(Beginning of SUPPLIED DATA)

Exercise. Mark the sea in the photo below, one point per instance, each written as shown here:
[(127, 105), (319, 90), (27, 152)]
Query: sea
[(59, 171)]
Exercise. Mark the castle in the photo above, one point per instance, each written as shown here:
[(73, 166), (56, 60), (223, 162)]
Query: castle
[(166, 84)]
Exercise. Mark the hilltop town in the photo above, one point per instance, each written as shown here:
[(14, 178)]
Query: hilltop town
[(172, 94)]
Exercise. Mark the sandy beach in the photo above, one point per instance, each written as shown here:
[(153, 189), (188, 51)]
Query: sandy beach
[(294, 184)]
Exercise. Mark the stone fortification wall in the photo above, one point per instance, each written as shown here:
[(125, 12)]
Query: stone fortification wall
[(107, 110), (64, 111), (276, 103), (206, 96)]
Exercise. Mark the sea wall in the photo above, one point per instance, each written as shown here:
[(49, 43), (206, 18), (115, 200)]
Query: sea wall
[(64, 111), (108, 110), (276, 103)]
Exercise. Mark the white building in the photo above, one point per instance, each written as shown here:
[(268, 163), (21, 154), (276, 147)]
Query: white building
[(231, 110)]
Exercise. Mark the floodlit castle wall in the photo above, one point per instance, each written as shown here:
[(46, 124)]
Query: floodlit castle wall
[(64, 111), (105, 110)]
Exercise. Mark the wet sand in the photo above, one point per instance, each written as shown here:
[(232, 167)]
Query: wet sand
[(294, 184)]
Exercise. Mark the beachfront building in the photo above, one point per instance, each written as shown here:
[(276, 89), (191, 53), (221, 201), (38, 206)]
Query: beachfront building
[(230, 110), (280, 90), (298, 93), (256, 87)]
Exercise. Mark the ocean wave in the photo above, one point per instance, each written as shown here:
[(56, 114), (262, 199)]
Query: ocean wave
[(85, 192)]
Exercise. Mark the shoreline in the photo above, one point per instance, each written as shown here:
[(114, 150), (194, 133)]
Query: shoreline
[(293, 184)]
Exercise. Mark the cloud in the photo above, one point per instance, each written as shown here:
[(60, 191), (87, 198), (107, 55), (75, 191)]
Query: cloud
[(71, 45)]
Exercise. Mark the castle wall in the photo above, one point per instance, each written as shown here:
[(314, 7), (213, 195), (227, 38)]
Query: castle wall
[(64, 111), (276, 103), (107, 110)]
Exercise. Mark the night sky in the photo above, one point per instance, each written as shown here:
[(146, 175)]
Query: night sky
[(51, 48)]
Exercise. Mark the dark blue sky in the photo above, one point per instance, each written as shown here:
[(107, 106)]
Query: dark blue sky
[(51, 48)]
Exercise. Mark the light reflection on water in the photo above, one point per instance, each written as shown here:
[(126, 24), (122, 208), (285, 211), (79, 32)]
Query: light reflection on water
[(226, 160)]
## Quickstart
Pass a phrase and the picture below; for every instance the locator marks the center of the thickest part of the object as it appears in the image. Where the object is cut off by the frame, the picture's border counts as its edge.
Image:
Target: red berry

(End of SUPPLIED DATA)

**THE TASK**:
Write out the records exactly, starting at the first line and stopping after the line that contains "Exercise. Mark the castle in".

**WRITTEN SOLUTION**:
Exercise. Mark the sea in the photo below, one point per instance, each written as shown here:
[(127, 105), (319, 90), (27, 152)]
Query: sea
[(59, 171)]
Exercise. Mark the castle in the photo above, one point per instance, each written as shown here:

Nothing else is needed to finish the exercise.